Count the lines in the records below that contain the string "window", matching case exactly, and give only the number.

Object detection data
(begin)

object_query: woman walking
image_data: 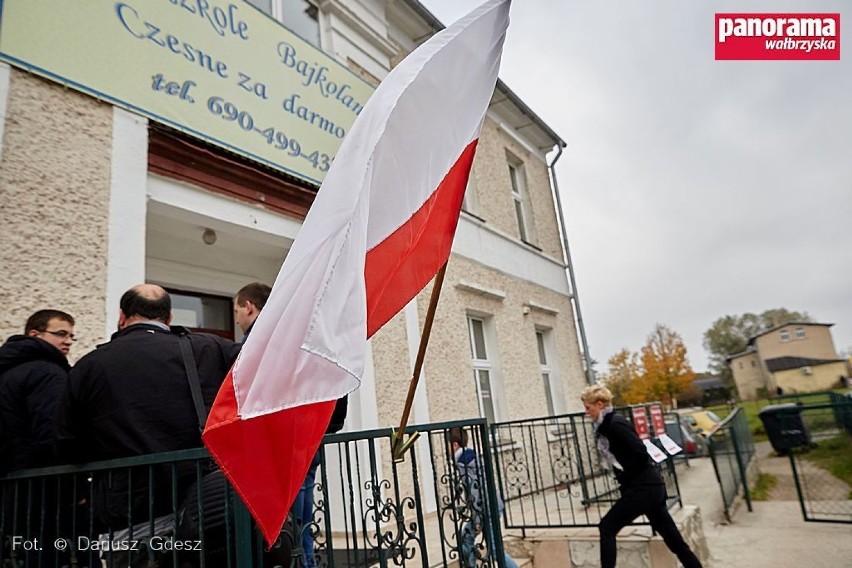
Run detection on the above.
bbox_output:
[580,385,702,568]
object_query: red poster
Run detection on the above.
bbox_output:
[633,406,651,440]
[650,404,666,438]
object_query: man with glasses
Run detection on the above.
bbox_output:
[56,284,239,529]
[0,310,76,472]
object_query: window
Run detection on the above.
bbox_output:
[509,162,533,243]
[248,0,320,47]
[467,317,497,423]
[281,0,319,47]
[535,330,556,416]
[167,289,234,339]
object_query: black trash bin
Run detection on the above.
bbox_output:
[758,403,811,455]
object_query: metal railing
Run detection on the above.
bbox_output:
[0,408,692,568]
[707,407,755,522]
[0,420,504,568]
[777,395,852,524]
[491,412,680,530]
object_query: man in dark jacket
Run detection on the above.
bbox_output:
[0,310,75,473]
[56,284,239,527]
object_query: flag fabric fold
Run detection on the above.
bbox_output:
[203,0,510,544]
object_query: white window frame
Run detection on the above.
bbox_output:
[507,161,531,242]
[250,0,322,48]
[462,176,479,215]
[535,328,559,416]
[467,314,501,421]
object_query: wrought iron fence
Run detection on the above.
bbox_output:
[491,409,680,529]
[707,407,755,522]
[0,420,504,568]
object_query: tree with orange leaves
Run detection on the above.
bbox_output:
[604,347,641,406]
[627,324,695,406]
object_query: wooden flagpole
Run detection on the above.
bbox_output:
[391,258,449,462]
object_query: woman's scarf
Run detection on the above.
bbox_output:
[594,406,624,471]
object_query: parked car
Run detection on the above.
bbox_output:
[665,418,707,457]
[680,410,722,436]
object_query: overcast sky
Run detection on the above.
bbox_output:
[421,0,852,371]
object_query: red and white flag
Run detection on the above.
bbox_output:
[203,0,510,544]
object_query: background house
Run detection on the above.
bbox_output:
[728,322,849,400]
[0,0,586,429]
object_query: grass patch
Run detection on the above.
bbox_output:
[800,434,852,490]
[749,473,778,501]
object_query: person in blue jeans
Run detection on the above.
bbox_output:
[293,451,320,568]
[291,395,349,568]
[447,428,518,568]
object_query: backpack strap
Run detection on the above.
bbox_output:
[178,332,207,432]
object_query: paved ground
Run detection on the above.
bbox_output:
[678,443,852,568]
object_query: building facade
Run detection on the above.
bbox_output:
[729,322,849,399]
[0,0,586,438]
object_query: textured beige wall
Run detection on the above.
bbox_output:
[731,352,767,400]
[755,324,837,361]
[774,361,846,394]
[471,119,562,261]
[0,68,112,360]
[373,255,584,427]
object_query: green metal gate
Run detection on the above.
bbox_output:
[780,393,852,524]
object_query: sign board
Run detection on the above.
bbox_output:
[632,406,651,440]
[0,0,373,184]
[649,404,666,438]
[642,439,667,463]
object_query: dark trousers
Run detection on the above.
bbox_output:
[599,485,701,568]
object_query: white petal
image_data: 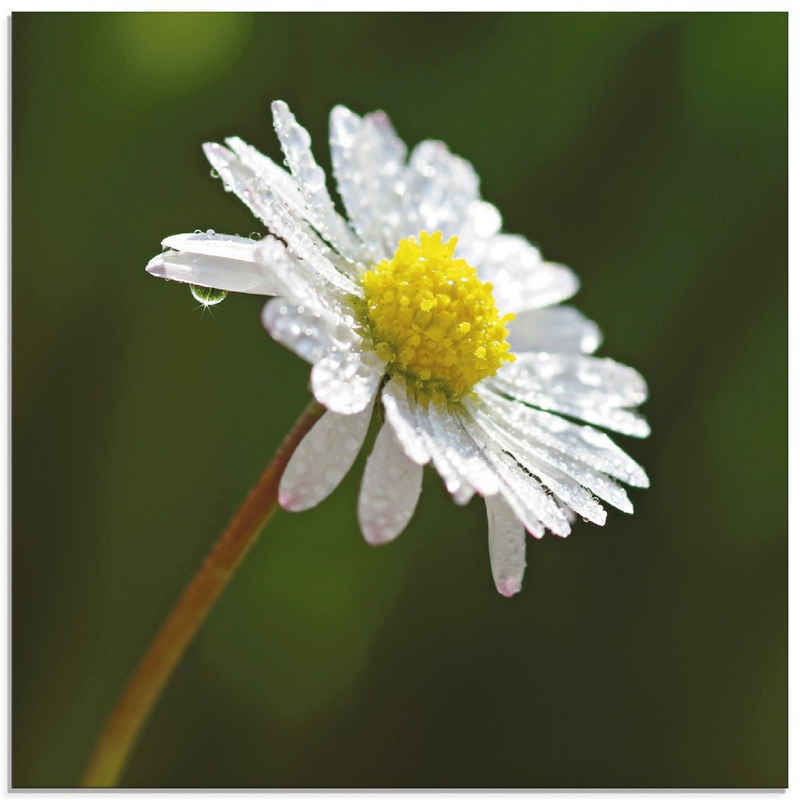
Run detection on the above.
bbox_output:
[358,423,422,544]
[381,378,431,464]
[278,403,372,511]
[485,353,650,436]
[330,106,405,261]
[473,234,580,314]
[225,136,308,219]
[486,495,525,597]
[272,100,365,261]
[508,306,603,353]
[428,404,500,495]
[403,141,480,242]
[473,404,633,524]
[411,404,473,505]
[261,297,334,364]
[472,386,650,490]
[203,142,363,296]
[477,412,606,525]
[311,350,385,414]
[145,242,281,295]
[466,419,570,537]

(end)

* _Task solution_:
2